*** TEXT SHOWN ***

Prof. Eline Menu presents at the Annual Meeting of the Belgian Hematology Society

Professor Eline Menu from the research group Hematology and Immunology group presented at the Annual Meeting of the Belgian Hematology Society their latest results on exosomes in Multiple Myeloma. The study conducted by PhD student Sylvia Faict revealed that inhibition of multiple myeloma exosomes prevents bone loss and reduces tumor growth.



Abstract of the presentation:

Multiple myeloma will often manifest osteolytic lesions during disease development. Exosomes are known to play an important tumor-promoting role in the bone marrow micro-environment, by inducing angiogenesis and immune suppression.

The aim of our study was to examine the effects of MM exosomes on osteolysis, and to determine whether inhibition of exosome secretion can lead to a delay in tumor growth and prevent bone loss.

We used the 5TGM1 model which is a syngeneic murine MM model, presenting typical MM characteristics such as osteolysis, angiogenesis and a serum M-spike. We examined the effects of conditioned medium from these MM cells and MM-derived exosomes on cell viability and proliferation of the MC3T3 pre-osteoblast cell line and on their ability to produce alkaline phosphatase (ALP). We saw a decrease in viability and ALP activity when adding exosomes or conditioned medium of the 5TGM1 myeloma cells to the osteoblasts. RT-PCR analysis showed a decrease of osteogenic differentiation genes when osteoblasts were exposed to 5TGM1 exosomes, demonstrating a diminished capacity of osteoblastic differentiation.

We next added the exosome secretion inhibitor GW4869 to the 5TGM1 cells, thereby reducing the number of exosomes in the conditioned medium. The negative effects of the 5TGM1 conditioned medium on osteoblasts could be overturned by reducing the exosome content therein.

In vivo, we injected 5TGM1 exosomes intravenously in healthy mice for three weeks and examined the effects on osteolysis by microCT and TRAP staining. We saw an increase in osteolysis, comparable to the typical osteolytic lesions in tumor-bearing mice. Furthermore, when inhibiting the exosome secretion in vivo in 5TGM1 mice, we observed a significant reduction in tumor load.

Through this study we can conclude that exosomes from MM cells can induce osteolytic lesions by inhibiting osteoblast proliferation and differentiation. These effects can be reversed by inhibiting the secretion of exosomes.

*** End of TEXT SHOWN ***
*** DATASET ***

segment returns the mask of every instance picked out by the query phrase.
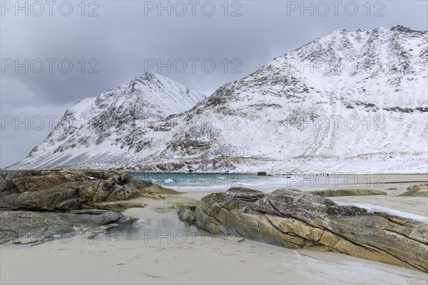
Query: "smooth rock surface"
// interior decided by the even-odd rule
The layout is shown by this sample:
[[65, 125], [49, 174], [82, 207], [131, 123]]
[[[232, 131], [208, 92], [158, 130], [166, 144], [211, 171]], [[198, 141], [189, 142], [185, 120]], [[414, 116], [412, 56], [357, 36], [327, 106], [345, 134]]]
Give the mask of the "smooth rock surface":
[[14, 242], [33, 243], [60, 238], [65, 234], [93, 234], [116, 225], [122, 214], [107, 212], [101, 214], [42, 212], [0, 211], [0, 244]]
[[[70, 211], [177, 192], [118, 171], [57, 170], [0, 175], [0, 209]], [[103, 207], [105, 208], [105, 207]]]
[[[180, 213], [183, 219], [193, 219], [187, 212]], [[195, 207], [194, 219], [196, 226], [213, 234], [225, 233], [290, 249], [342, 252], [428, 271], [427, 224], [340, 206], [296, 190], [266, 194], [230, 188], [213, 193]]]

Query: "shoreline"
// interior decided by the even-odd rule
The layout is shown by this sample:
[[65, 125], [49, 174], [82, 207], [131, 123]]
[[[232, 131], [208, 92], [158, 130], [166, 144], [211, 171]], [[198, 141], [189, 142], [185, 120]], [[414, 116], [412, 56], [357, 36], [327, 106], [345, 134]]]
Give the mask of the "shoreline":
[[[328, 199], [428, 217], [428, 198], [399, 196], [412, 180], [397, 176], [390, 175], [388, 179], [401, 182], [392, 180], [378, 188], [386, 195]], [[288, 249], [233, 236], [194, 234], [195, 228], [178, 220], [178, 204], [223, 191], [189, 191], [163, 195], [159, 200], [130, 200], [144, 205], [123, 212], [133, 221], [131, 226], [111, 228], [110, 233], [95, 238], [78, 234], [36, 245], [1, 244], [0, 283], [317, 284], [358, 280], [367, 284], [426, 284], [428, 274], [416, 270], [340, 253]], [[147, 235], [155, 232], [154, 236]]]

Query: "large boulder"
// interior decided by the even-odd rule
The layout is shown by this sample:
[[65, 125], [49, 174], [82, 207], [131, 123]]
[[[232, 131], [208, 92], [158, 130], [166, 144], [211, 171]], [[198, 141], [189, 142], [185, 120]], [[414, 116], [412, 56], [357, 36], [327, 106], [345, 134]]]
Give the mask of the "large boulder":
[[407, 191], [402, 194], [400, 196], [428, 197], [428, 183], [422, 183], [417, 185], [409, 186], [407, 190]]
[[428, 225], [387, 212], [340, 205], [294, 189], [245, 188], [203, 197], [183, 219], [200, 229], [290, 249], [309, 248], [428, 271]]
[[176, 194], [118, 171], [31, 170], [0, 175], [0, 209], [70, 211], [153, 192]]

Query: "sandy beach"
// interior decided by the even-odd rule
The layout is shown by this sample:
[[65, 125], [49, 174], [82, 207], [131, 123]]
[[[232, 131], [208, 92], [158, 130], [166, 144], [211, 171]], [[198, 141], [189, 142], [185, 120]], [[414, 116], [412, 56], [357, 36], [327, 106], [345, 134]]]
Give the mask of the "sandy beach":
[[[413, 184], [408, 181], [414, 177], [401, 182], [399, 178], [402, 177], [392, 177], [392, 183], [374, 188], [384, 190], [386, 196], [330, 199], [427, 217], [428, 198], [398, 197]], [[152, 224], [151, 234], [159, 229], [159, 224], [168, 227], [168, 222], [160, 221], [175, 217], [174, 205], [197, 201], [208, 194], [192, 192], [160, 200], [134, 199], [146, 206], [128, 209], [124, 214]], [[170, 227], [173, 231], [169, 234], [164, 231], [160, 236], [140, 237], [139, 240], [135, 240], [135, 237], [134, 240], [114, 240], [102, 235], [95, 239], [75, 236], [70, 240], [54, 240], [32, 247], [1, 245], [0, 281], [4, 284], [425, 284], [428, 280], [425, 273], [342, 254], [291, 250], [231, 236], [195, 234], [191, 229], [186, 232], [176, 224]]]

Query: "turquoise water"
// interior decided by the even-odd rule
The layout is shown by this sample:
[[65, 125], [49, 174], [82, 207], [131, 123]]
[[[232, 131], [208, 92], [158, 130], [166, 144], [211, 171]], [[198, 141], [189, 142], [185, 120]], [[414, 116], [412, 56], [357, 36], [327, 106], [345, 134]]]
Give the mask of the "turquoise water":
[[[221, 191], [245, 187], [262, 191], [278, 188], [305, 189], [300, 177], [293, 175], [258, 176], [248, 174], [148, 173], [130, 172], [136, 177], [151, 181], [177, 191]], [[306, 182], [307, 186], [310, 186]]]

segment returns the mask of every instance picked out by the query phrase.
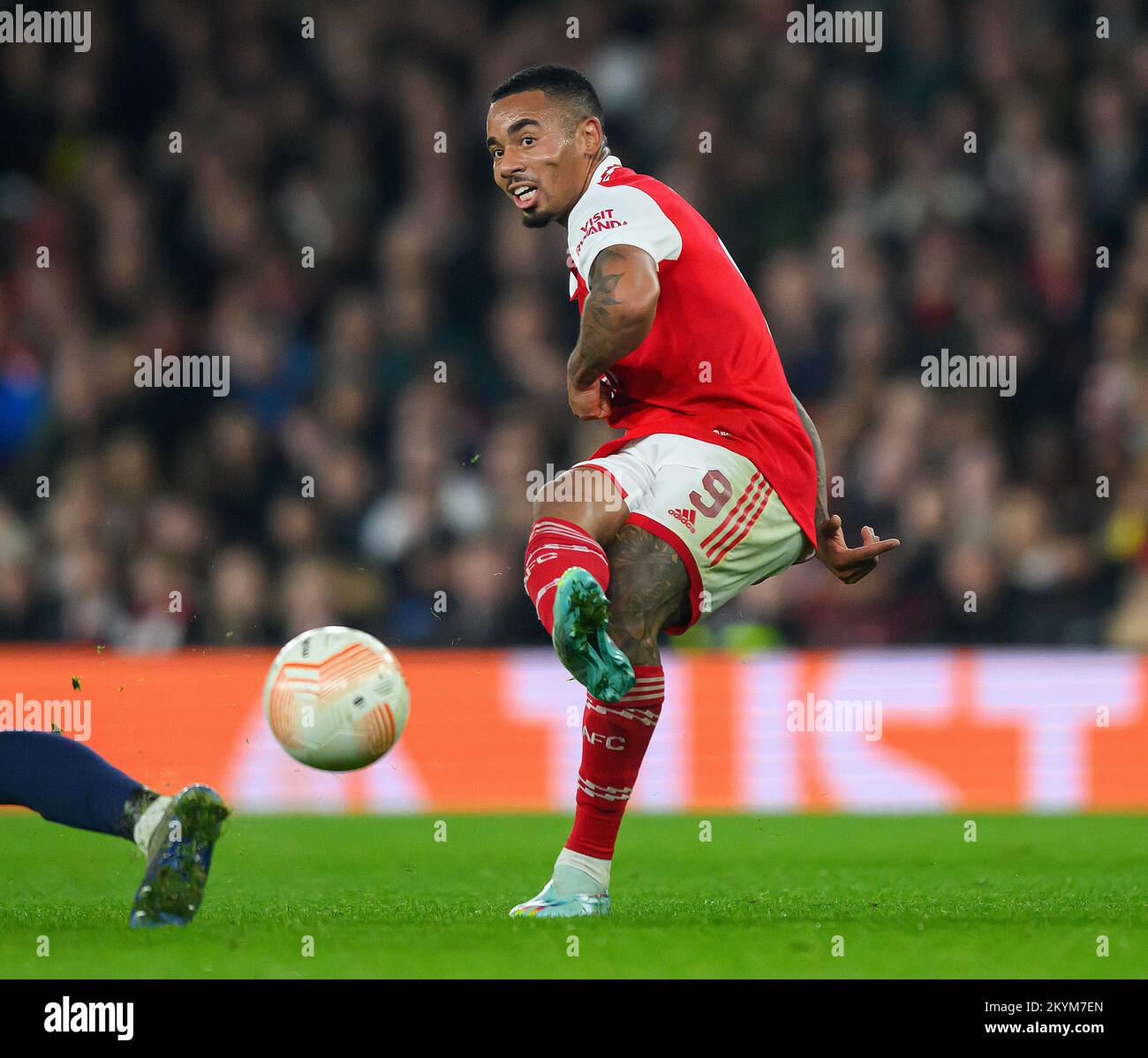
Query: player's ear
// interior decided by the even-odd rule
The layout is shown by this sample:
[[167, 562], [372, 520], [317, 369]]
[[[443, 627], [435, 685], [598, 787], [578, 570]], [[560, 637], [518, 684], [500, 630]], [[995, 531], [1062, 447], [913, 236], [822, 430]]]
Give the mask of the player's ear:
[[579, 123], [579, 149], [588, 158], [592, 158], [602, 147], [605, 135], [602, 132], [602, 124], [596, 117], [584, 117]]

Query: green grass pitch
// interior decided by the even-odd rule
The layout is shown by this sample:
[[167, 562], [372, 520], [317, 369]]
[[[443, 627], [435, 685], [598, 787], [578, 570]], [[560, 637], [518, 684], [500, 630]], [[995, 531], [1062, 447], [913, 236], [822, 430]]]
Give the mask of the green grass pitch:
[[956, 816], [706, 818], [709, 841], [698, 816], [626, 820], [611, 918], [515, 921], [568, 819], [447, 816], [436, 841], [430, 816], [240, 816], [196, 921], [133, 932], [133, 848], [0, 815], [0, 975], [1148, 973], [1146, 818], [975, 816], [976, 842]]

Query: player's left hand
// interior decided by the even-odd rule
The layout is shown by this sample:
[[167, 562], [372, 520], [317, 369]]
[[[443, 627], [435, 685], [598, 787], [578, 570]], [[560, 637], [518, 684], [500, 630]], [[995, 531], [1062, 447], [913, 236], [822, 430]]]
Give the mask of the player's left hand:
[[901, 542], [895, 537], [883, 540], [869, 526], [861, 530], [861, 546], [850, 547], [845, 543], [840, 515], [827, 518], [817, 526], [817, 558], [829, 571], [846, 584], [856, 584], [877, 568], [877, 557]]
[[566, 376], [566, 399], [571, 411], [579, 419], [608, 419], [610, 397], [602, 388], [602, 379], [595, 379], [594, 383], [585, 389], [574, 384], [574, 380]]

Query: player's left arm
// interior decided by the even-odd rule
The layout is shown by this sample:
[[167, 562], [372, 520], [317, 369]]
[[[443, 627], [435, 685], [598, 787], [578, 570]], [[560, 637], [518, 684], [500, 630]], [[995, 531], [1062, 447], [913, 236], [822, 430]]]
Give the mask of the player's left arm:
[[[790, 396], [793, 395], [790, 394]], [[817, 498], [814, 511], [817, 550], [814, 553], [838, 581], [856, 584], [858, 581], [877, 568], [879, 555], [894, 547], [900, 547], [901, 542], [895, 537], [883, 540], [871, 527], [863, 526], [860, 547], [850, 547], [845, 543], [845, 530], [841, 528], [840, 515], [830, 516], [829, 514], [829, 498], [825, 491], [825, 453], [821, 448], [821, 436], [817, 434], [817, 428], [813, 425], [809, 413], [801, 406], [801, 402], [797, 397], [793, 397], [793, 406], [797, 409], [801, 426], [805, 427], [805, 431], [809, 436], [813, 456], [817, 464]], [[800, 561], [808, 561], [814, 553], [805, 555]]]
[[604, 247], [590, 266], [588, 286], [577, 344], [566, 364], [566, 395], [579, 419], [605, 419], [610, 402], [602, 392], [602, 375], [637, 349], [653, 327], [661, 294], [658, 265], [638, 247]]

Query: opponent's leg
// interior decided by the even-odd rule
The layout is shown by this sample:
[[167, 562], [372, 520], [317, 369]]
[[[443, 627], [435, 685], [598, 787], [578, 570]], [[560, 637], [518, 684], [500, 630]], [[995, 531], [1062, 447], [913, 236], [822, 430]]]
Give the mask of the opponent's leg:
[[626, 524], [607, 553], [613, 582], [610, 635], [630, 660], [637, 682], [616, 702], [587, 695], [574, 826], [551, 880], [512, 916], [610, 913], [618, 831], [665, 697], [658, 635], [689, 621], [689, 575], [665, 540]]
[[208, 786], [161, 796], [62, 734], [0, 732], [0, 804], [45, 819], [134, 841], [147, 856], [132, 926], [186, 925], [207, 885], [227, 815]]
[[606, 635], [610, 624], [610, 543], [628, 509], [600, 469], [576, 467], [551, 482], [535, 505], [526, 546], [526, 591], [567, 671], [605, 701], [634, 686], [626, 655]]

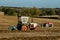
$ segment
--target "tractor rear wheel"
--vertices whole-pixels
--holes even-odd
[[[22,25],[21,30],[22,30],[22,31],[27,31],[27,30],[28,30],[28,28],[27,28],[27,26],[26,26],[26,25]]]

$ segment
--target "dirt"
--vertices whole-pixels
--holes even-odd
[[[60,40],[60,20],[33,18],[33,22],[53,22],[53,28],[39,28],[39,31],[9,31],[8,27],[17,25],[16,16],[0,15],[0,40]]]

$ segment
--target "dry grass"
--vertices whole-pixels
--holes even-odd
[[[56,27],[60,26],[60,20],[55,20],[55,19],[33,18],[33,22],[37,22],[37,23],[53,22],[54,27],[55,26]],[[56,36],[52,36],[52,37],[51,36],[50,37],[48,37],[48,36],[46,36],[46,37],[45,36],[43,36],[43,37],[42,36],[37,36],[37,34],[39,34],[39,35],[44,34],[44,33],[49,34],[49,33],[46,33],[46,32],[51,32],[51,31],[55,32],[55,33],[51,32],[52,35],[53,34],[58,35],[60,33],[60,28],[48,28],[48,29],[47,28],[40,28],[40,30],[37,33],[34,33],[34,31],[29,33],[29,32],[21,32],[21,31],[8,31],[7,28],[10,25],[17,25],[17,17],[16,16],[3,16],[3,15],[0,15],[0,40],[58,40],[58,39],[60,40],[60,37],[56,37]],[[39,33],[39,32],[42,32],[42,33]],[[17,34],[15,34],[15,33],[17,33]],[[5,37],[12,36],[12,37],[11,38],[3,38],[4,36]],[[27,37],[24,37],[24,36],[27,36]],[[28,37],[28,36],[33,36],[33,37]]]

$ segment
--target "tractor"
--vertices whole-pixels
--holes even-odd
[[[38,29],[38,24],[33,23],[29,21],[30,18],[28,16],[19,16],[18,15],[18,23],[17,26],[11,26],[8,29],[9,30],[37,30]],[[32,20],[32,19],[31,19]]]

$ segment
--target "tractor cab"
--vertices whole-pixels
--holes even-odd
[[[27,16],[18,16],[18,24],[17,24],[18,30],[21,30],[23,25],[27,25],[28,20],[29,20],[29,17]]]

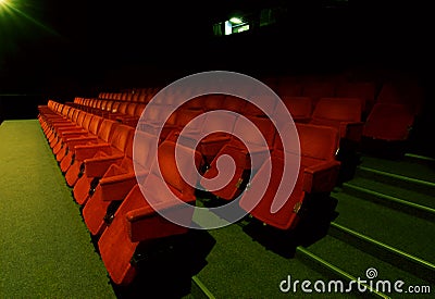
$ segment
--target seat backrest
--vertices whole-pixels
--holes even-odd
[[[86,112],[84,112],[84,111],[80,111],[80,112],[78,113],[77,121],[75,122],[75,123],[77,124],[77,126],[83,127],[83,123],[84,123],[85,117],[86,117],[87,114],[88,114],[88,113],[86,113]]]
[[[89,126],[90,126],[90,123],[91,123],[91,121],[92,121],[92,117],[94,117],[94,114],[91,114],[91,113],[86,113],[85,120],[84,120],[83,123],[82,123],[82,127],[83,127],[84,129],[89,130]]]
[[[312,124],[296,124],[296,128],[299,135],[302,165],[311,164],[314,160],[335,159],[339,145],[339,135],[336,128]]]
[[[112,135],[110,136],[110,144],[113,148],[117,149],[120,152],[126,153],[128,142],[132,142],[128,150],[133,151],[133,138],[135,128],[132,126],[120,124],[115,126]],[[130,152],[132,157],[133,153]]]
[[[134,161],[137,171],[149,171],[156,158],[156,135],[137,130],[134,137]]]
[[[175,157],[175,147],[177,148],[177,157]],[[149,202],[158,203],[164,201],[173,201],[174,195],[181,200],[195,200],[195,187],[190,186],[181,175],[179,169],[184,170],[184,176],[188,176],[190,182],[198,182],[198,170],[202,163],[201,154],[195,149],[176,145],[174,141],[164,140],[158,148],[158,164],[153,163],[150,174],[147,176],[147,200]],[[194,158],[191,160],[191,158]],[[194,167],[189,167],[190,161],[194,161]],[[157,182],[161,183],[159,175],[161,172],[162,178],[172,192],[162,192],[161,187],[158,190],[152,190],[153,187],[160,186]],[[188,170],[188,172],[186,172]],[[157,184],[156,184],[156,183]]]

*** End of DATASET ***

### REQUIRED WORK
Can you duplicate the stretch of the text on the myeloma exosome presentation from "Professor Eline Menu" through "and immune suppression.", word for word?

### EXPECTED OUTPUT
Professor Eline Menu from the research group Hematology and Immunology group presented at the Annual Meeting of the Belgian Hematology Society their latest results on exosomes in Multiple Myeloma. The study conducted by PhD student Sylvia Faict revealed that inhibition of multiple myeloma exosomes prevents bone loss and reduces tumor growth.



Abstract of the presentation:

Multiple myeloma will often manifest osteolytic lesions during disease development. Exosomes are known to play an important tumor-promoting role in the bone marrow micro-environment, by inducing angiogenesis and immune suppression.